Your answer must be the exact lines from the one holding "[tag] wall thermostat" through the final line of the records below, both included, and nothing more.
*** Block opens ***
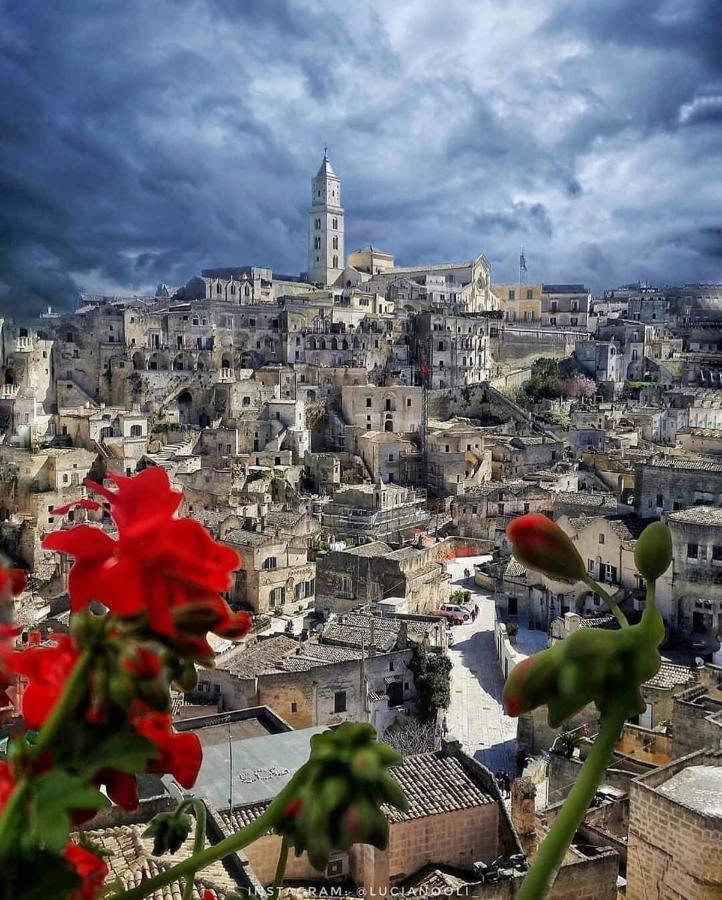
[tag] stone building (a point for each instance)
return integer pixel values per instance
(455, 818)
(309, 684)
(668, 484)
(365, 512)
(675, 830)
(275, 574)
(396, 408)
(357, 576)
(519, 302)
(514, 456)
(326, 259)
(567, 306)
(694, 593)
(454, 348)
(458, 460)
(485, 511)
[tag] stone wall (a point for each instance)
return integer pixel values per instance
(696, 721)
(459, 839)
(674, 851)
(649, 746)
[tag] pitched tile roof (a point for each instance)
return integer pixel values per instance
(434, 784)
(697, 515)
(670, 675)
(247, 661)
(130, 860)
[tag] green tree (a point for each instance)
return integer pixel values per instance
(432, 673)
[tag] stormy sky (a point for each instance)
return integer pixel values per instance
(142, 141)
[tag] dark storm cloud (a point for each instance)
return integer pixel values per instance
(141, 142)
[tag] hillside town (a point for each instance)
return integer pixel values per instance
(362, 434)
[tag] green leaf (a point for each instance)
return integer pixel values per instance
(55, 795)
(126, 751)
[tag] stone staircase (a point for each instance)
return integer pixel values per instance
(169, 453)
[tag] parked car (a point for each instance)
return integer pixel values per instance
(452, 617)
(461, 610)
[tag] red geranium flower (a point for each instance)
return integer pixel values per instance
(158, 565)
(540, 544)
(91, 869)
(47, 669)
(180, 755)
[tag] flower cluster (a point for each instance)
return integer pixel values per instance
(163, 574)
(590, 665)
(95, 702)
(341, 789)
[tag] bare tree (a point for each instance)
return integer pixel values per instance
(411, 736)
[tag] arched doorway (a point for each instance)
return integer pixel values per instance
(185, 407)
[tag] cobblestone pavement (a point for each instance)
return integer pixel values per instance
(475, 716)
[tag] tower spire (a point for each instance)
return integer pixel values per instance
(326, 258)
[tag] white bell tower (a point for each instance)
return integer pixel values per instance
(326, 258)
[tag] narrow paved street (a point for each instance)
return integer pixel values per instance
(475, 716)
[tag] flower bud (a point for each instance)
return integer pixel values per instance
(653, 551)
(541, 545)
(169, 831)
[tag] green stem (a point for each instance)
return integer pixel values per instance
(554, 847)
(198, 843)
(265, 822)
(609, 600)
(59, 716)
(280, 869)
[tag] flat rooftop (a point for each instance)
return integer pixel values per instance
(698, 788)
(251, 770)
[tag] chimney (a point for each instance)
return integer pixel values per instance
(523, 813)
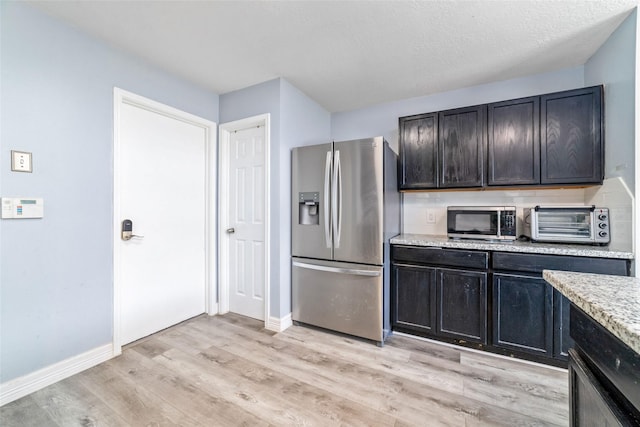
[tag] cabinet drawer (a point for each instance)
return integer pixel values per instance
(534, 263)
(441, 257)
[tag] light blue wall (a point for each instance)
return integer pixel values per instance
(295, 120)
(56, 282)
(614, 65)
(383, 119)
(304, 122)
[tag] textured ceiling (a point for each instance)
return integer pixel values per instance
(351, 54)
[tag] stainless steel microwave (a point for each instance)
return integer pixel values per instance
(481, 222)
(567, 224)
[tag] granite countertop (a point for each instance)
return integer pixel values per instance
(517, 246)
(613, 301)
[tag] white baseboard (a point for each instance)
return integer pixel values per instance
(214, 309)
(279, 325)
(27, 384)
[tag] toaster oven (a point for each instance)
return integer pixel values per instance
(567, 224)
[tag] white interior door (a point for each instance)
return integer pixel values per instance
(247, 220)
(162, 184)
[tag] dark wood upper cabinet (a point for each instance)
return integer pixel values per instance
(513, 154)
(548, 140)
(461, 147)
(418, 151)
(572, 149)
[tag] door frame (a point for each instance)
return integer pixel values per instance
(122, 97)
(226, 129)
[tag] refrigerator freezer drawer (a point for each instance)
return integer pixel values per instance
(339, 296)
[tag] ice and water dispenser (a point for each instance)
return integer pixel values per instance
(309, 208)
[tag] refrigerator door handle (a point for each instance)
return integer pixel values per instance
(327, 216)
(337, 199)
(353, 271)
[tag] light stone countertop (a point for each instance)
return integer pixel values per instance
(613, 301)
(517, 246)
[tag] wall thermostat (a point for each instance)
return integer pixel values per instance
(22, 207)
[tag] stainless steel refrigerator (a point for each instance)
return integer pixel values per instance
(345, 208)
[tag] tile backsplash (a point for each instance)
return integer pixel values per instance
*** Block closes ***
Response area:
[tag] wall thermostat (a point for each instance)
return integer pixel values per instance
(22, 207)
[tag] stainless steel refrigerator (a point for each instance)
return integer pixel values per instance
(345, 208)
[tag] tile backsplash (a point for each instance)
return integer pixel values per instance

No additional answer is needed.